» GOAL
Repeat only the lines below from the one that contains "of the silver" through the final line, exactly. Omit pictures.
-- Start MATERIALS PROVIDED --
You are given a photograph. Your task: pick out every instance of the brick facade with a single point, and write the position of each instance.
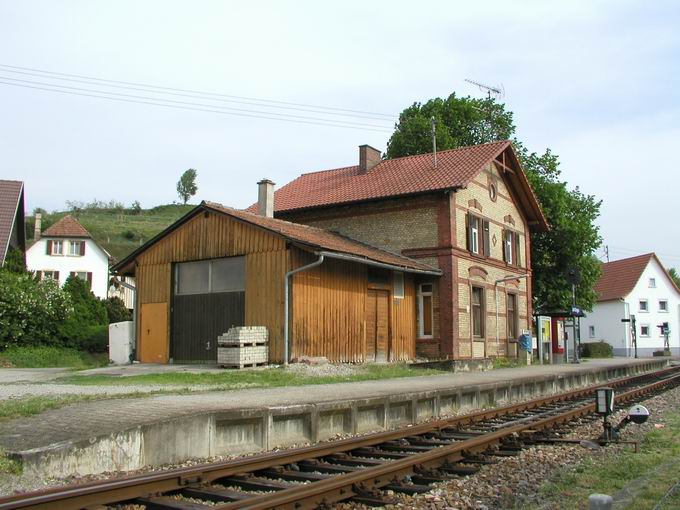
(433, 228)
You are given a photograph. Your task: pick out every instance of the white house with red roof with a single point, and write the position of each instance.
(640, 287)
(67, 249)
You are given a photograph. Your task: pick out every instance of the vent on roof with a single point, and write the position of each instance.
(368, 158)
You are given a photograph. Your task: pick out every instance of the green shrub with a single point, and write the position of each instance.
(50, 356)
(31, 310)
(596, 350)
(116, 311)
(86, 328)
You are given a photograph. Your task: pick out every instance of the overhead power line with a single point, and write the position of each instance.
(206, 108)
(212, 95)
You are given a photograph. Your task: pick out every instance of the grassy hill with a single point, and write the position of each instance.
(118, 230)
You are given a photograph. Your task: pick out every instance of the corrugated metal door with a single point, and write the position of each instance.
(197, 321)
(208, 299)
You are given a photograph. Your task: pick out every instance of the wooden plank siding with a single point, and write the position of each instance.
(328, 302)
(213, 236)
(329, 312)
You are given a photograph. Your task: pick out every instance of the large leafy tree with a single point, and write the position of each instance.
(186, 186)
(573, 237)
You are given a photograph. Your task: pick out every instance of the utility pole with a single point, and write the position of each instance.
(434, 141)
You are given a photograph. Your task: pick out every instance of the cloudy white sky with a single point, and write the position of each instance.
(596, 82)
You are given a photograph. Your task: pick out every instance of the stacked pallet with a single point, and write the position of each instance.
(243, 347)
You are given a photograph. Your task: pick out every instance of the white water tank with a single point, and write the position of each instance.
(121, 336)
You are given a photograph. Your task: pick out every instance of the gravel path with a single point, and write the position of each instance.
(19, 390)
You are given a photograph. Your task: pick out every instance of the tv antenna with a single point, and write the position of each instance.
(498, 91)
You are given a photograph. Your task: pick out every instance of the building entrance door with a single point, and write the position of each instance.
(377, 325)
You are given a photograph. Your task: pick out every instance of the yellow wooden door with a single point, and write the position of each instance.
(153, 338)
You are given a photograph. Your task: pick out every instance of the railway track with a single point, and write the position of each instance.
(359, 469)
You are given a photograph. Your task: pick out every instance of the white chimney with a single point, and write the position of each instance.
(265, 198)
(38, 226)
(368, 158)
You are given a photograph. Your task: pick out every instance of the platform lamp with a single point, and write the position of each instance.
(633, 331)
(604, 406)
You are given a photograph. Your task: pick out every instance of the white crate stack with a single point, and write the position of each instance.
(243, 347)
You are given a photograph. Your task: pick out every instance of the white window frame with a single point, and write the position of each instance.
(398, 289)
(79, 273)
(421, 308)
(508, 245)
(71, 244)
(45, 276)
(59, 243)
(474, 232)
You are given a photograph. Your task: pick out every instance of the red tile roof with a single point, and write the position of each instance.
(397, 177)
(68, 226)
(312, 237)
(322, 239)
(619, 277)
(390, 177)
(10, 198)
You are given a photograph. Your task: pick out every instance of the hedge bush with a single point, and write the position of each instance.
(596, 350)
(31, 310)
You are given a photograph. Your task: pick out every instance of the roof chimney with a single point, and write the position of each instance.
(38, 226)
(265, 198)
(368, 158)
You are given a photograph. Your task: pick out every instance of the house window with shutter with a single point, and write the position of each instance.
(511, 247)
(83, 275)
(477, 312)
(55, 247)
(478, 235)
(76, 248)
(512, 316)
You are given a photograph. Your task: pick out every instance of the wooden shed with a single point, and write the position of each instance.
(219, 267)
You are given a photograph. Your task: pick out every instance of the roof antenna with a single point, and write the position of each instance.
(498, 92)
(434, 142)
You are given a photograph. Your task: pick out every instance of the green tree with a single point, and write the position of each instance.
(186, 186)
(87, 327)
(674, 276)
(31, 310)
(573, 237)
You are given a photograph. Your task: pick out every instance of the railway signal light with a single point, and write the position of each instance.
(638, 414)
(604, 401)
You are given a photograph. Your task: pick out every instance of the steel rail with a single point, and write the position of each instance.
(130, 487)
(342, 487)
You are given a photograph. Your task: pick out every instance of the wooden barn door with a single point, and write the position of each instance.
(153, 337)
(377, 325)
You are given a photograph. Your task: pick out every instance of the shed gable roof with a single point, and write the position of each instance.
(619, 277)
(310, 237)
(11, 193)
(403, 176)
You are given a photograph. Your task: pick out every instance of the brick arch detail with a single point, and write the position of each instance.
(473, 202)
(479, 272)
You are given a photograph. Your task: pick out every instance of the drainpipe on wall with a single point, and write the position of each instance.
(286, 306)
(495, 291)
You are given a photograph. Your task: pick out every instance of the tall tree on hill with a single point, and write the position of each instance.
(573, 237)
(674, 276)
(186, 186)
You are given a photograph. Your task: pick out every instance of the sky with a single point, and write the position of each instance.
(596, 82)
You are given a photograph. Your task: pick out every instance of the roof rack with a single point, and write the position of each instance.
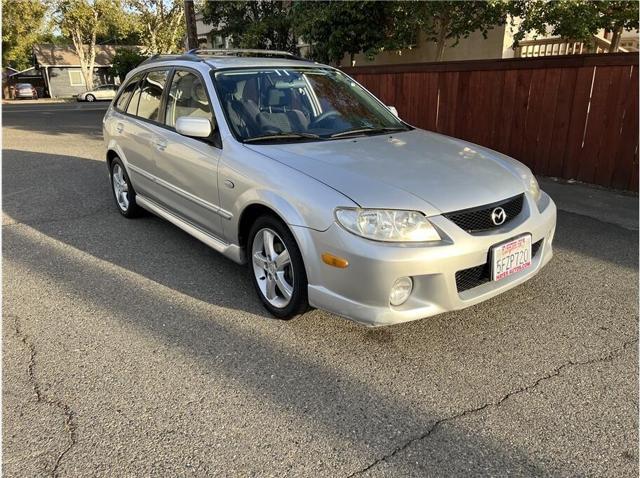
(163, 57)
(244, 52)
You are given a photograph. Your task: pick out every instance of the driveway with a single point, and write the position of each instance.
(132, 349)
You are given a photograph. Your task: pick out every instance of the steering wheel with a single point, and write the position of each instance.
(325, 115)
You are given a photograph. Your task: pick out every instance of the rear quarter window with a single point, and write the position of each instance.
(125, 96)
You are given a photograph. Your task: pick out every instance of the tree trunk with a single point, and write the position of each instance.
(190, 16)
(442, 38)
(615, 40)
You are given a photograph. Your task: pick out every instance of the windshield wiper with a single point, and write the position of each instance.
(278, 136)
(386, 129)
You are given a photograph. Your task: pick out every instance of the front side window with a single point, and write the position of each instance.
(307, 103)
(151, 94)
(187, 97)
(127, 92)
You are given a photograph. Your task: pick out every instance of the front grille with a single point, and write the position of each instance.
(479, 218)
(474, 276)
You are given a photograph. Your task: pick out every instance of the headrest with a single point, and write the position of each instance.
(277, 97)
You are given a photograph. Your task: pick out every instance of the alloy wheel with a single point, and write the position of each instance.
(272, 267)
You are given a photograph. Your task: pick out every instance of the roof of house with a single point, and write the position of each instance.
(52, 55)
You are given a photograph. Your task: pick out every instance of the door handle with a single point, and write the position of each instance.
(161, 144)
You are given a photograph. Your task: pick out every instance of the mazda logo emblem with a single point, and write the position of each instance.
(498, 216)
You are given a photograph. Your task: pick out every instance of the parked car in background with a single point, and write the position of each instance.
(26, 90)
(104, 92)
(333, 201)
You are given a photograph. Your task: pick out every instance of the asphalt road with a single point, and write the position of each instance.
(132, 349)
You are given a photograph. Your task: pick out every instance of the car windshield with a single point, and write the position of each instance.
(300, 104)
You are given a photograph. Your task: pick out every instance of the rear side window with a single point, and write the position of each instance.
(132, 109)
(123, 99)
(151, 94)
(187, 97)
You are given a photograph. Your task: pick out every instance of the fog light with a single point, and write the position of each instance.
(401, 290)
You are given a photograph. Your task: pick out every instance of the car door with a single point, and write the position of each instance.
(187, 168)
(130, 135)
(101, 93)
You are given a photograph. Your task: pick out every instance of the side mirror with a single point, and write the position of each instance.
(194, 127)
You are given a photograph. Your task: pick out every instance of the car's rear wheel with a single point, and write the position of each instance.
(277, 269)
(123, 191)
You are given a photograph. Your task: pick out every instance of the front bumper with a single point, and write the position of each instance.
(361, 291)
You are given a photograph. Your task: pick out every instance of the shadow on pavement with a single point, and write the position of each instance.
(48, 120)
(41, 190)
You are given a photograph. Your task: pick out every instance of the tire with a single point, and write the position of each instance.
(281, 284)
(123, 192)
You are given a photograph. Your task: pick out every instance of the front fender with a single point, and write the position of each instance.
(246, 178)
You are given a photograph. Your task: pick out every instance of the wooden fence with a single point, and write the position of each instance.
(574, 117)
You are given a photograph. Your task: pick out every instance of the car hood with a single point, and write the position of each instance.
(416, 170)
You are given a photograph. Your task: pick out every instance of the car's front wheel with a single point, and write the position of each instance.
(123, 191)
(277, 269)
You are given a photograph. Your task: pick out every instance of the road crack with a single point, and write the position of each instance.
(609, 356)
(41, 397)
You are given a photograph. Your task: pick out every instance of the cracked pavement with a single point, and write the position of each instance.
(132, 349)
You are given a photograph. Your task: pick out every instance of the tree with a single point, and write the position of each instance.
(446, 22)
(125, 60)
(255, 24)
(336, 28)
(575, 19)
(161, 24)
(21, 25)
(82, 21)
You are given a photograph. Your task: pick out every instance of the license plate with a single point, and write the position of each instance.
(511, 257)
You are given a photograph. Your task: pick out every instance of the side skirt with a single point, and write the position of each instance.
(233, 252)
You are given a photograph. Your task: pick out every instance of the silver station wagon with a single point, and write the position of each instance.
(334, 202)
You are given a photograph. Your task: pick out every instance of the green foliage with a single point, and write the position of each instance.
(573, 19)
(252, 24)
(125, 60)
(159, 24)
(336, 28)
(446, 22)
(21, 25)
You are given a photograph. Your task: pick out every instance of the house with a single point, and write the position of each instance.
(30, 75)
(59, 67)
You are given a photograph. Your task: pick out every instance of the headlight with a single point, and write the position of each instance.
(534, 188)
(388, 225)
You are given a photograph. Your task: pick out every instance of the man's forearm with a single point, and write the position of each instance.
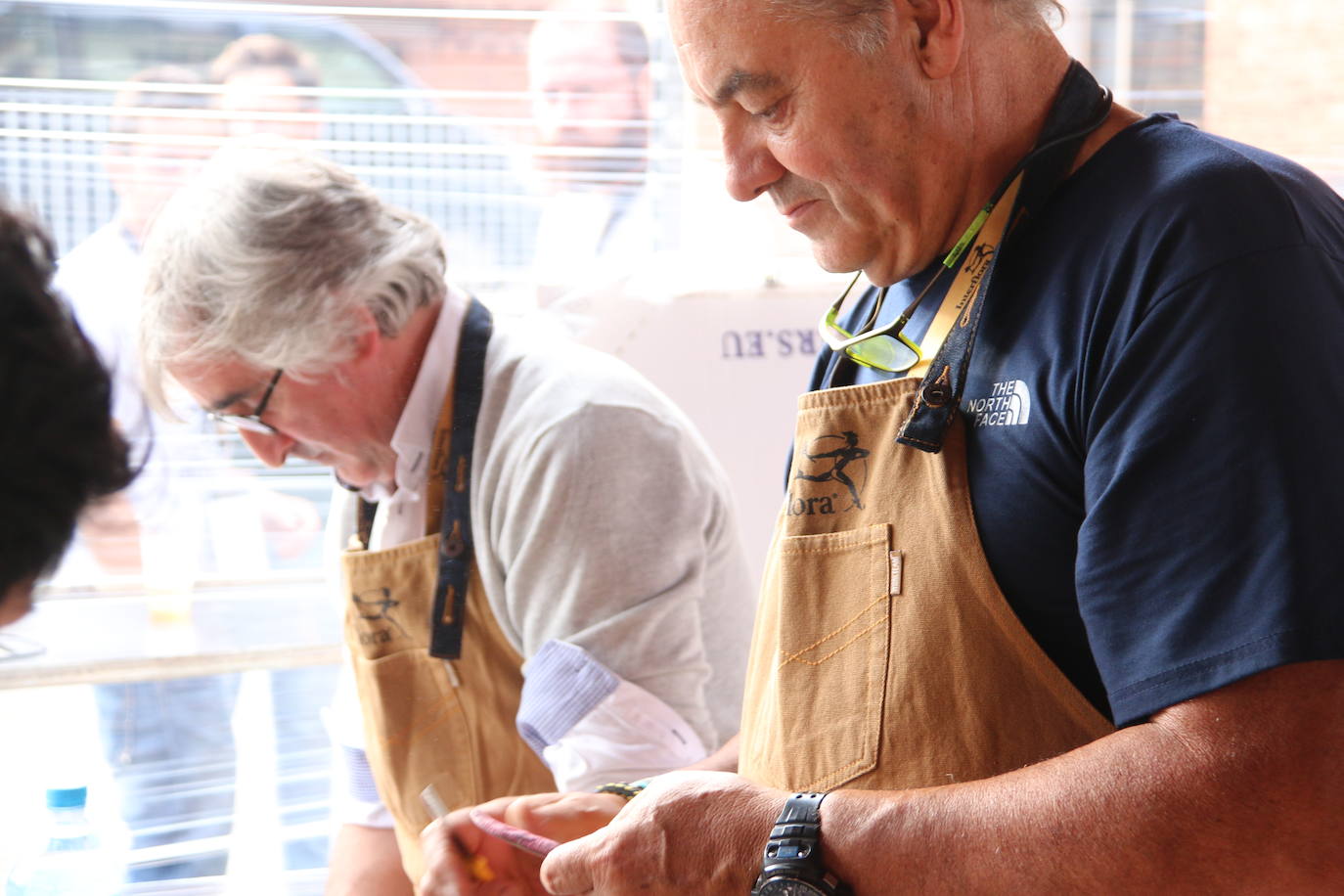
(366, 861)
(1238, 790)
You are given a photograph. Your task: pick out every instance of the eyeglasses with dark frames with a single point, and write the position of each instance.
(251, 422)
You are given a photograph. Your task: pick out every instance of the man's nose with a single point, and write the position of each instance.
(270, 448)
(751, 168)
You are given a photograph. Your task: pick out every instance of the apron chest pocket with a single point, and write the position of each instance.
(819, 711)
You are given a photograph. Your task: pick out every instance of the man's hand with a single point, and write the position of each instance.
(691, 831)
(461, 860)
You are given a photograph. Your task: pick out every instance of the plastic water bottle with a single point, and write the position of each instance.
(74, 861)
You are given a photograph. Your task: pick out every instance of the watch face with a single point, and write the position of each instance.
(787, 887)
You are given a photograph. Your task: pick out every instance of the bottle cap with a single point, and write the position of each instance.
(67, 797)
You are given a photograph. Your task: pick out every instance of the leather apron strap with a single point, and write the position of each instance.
-- End MATERIALS PROVIDED --
» RESPONSE TO THIS TASK
You are given a photograph. Your task: pick out every instance of the silver station wagon with a single point, and write the position of each instance.
(334, 202)
You are given a photograph. Your task: pick out every instance of the green foliage with a single point, and write the position of each instance.
(573, 19)
(252, 24)
(125, 60)
(159, 24)
(336, 28)
(446, 22)
(21, 25)
You are given a photograph. Your task: pick out every instance of the house with a single point, and write the position of each instance.
(30, 75)
(59, 67)
You are given a photograph. Your task: pick out every instance of the headlight with a single point, and write the position of each instance.
(534, 188)
(388, 225)
You are given a photograph. Your task: pick out every instance of the man's forearm with a single point, and write the position of each instance.
(366, 861)
(1238, 790)
You are given a photograph. Your task: pick out every instance of the eyeglasses with dark frames with a single point, and write the position of each instance.
(251, 422)
You are given a photograph. Your task: pick out every instance of the man's nose with a single point, and write the position of each instance.
(270, 448)
(751, 168)
You are given a photograph. Your task: pick out every instance of the apron chest pocket with a single point, and write the position of each instance.
(819, 711)
You are given a photograph. Your task: pick out every instance of the man's hand with a single point, and write the position of each instance.
(691, 831)
(461, 860)
You are given a photograph. Your task: pick out every instance of the plastic water bottle with a single point, and write the position of each instance.
(74, 861)
You are given a photograph. Your task: pick out every instance of the watch face with a single point, and write the position of each instance.
(787, 887)
You are given a photograph. Your task: pick out every instance of the bottle cap with a single point, and write the position of each instance.
(67, 797)
You are given a photograph. Your task: pick out every instance of the leather apron strap with a single point, and write the position of each instance.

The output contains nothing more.